Примерно с этого времени, с 2007 года, у нас установились почти приятельские отношения. Называть он меня стал по отчеству – Васильевич. По имени, как раньше, вроде бы уже неудобно. По имени-отчеству – просто смешно, да и рано. А Васильевич как раз, и как бы выделяло меня среди других писателей. Стукнуло ему уже тридцать четыре года, для поэта возраст самого расцвета.
Я тогда числился в «Псковской правде» кем-то вроде литконсультанта. Писал иногда для заработка статьи, но основной заботой была ежемесячная подготовка выпуска литературной полосы «У лукоморья».
Стихов в Псковской области пишут много, прозу меньше, да и проза в основном монументальная, не вмещающаяся в газетную полосу. Александр Бологов попросил как-то опубликовать его рассказ с продолжением в двадцать пять страниц, и я представил как это будет выглядеть, как станут печатать его из месяца в месяц небольшими отрывками, так что читатель скоро забудет, с чего рассказ и начался.
Прозы не было и помогли справиться с ее нехваткой Вита Пшеничная и Игорь Исаев. Поэты, они стали писать небольшую по объему хорошую прозу, а Игорь еще и эпиграммы на псковских поэтов. Юмористический и сатирический дар его проявились здесь сполна. Сочинил он примерно десятка полтора эпиграмм, некоторые были настолько удачные, что могли бы сравниться с лучшими отечественными образцами этого жанра. И остается только жалеть, что написал так мало, иначе можно было бы собрать небольшую книжицу, востребованную и через десятилетия.
Года три так и держались втроем – на собраниях, юбилеях, презентациях, даже за стол садились рядом, угощая друг друга, а после долго гуляли по городу.
Закончив учительствовать в Печорской сельской школе, Игорь работал в Пскове и работа эта носила какой-то случайный характер. Одно время, по рекомендации Александра Бологова, числился в библиотеке для слабовидящих, потом в какой-то газете. Что это за газета, я так и не понял, он говорил о ней невразумительно, словно стеснялся.
○ ○ ○ ○
◆ Что сделать:
(1) Ответьте на вопросы по тексту:
(а) Как называлась ежемесячная литературная полоса в «Псковской правде»?
(б) Сколько страниц было в рассказе, который Александр Бологов просил опубликовать?
(в) В какой школе учительствовал Игорь Исаев?
(2) Выведите без изменений фрагмент текста между словами «Я тогда числился» и «рассказ и начался.» включительно.
Строки здесь ни при чём.

◆ Собранные данные:
○ ○ ○ ○
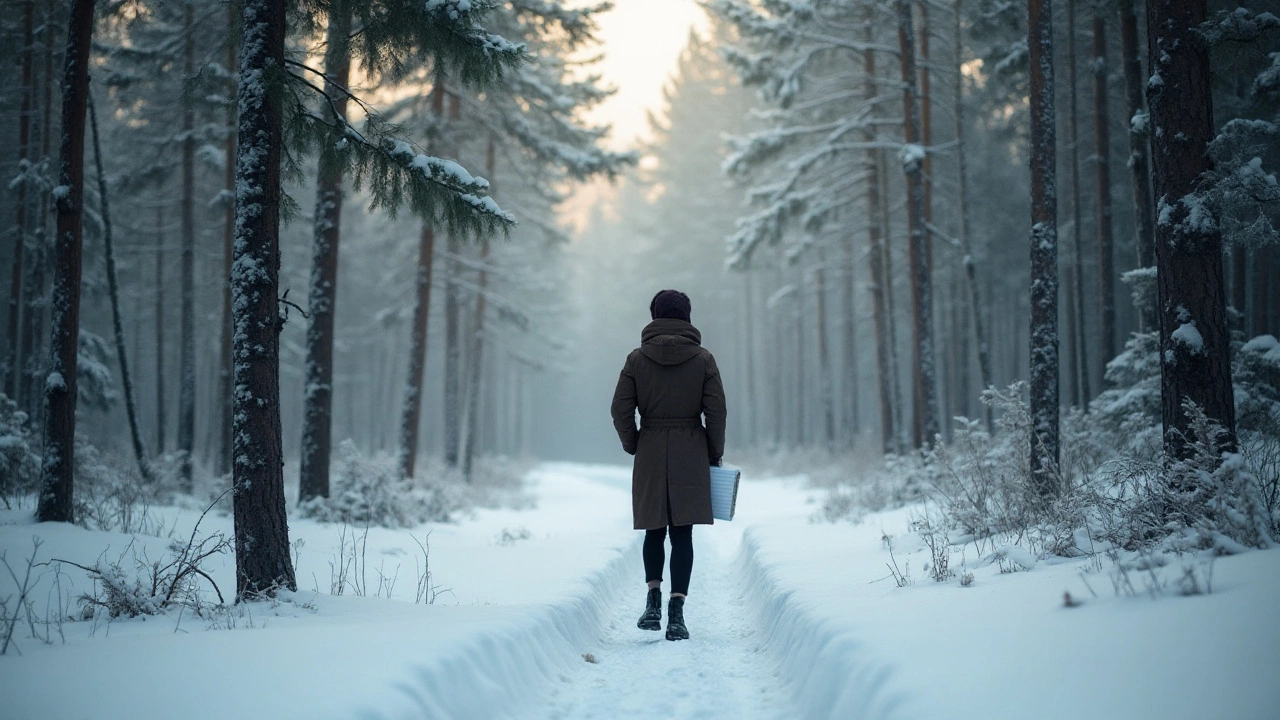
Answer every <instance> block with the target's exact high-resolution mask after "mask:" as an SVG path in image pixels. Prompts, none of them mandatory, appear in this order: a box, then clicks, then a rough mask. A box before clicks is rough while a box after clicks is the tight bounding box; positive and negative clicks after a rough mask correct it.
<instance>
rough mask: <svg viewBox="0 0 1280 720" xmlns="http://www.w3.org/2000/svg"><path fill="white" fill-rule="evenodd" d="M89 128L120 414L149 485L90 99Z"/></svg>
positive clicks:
○ ○ ○ ○
◆ Ответы:
(1)
(а) «У лукоморья».
(б) Двадцать пять.
(в) В Печорской сельской школе.

(2)
Я тогда числился в «Псковской правде» кем-то вроде литконсультанта. Писал иногда для заработка статьи, но основной заботой была ежемесячная подготовка выпуска литературной полосы «У лукоморья».
Стихов в Псковской области пишут много, прозу меньше, да и проза в основном монументальная, не вмещающаяся в газетную полосу. Александр Бологов попросил как-то опубликовать его рассказ с продолжением в двадцать пять страниц, и я представил как это будет выглядеть, как станут печатать его из месяца в месяц небольшими отрывками, так что читатель скоро забудет, с чего рассказ и начался.